GIVEN ENTRIES →
• • •

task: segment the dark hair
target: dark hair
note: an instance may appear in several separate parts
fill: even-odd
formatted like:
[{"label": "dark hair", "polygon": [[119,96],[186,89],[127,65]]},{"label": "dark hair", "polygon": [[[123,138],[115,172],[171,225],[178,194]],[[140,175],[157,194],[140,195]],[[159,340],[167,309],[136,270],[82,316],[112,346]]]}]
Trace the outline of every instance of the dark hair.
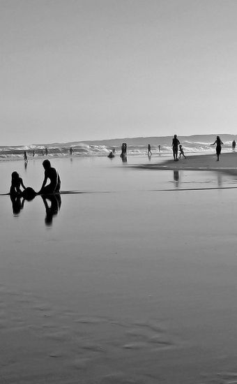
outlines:
[{"label": "dark hair", "polygon": [[12,180],[19,179],[19,177],[20,177],[19,173],[17,171],[15,170],[14,172],[13,172],[13,173],[12,173]]},{"label": "dark hair", "polygon": [[43,162],[43,166],[44,168],[50,168],[51,164],[49,160],[44,160]]}]

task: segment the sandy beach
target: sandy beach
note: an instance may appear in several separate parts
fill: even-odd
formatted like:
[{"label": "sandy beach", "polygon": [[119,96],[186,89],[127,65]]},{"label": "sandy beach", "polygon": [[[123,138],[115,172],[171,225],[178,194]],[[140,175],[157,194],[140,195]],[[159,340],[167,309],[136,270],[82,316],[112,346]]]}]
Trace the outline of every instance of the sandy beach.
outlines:
[{"label": "sandy beach", "polygon": [[0,383],[235,383],[236,156],[52,159],[51,225],[0,196]]}]

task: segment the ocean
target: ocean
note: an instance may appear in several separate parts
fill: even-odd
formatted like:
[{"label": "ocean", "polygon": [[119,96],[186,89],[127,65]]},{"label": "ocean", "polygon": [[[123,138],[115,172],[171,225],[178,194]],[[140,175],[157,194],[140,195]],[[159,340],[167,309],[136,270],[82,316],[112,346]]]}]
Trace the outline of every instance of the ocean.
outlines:
[{"label": "ocean", "polygon": [[[220,135],[224,143],[222,152],[231,151],[233,140],[237,140],[237,135]],[[201,154],[215,152],[215,147],[211,145],[214,142],[215,135],[195,135],[192,136],[178,136],[183,150],[188,154]],[[147,145],[151,144],[153,155],[162,154],[166,156],[171,154],[171,136],[146,137],[146,138],[125,138],[93,141],[74,141],[68,142],[27,144],[25,145],[0,146],[0,159],[10,160],[22,158],[24,152],[28,156],[40,156],[45,154],[45,148],[48,156],[51,157],[64,157],[69,154],[72,147],[73,155],[77,156],[105,156],[114,149],[116,154],[121,152],[123,142],[128,145],[129,156],[141,156],[147,153]],[[159,149],[160,146],[160,150]]]}]

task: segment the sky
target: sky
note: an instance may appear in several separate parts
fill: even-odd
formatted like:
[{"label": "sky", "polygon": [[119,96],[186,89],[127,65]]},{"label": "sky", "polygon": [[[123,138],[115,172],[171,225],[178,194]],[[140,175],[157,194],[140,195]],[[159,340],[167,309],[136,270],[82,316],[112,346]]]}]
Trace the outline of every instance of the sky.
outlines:
[{"label": "sky", "polygon": [[0,145],[237,133],[237,1],[1,0]]}]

• • •

Return the entire listing above verbatim, from its first line through its last, omitting the picture.

task: segment the dark hair
target: dark hair
note: an instance may appear in several separate parts
fill: even-odd
formatted like:
[{"label": "dark hair", "polygon": [[119,96],[186,89],[127,65]]},{"label": "dark hair", "polygon": [[[123,138],[115,172],[171,225],[178,194]],[[140,175],[157,194],[140,195]],[[159,340],[167,309],[136,270],[82,316],[112,346]]]}]
Trace the outline of every instance of the dark hair.
outlines:
[{"label": "dark hair", "polygon": [[12,180],[19,179],[19,177],[20,177],[19,173],[17,171],[15,170],[14,172],[13,172],[13,173],[12,173]]},{"label": "dark hair", "polygon": [[43,162],[43,166],[44,168],[50,168],[51,164],[49,160],[44,160]]}]

task: segment the sandy beach
target: sandy beach
note: an instance may appear in several separate parts
fill: even-odd
formatted like:
[{"label": "sandy beach", "polygon": [[119,96],[186,89],[127,65]]},{"label": "sandy beach", "polygon": [[[123,138],[115,172],[171,225],[178,194]],[[140,175],[157,194],[140,195]],[[159,340],[167,309],[136,270],[82,316],[112,346]]]}]
Trace the outline of every instance of the sandy beach.
outlines:
[{"label": "sandy beach", "polygon": [[0,383],[235,383],[236,156],[52,159],[51,225],[0,196]]}]

task: segment the ocean
target: ocean
note: an instance may appear in several separate parts
fill: even-odd
formatted like:
[{"label": "ocean", "polygon": [[119,96],[186,89],[127,65]]},{"label": "ocean", "polygon": [[[123,138],[115,172],[171,225],[178,194]],[[140,175],[157,194],[140,195]],[[159,340],[167,309],[136,270],[82,316],[112,346]]]}]
Trace the outline of every instance of the ocean.
outlines:
[{"label": "ocean", "polygon": [[[220,135],[224,143],[222,152],[231,151],[233,140],[237,140],[237,135]],[[201,154],[215,152],[215,147],[211,145],[214,142],[215,135],[195,135],[192,136],[178,136],[183,150],[188,154]],[[147,145],[151,144],[153,155],[162,154],[166,156],[171,154],[171,136],[146,137],[146,138],[125,138],[93,141],[74,141],[68,142],[27,144],[25,145],[0,146],[0,159],[10,160],[22,158],[24,152],[28,156],[40,156],[45,154],[45,148],[48,156],[51,157],[64,157],[69,154],[72,147],[73,155],[77,156],[105,156],[114,149],[116,154],[121,152],[123,142],[128,145],[129,156],[141,156],[147,153]],[[159,149],[160,146],[160,150]]]}]

task: segment the sky
target: sky
note: an instance may appear in several separate parts
fill: even-odd
formatted like:
[{"label": "sky", "polygon": [[119,96],[186,89],[127,65]]},{"label": "sky", "polygon": [[[123,138],[115,172],[171,225],[178,194]],[[140,175],[157,194],[140,195]],[[159,340],[167,309],[136,270],[82,316],[112,346]]]}]
Trace the outline of every instance of the sky.
outlines:
[{"label": "sky", "polygon": [[0,145],[237,133],[237,1],[1,0]]}]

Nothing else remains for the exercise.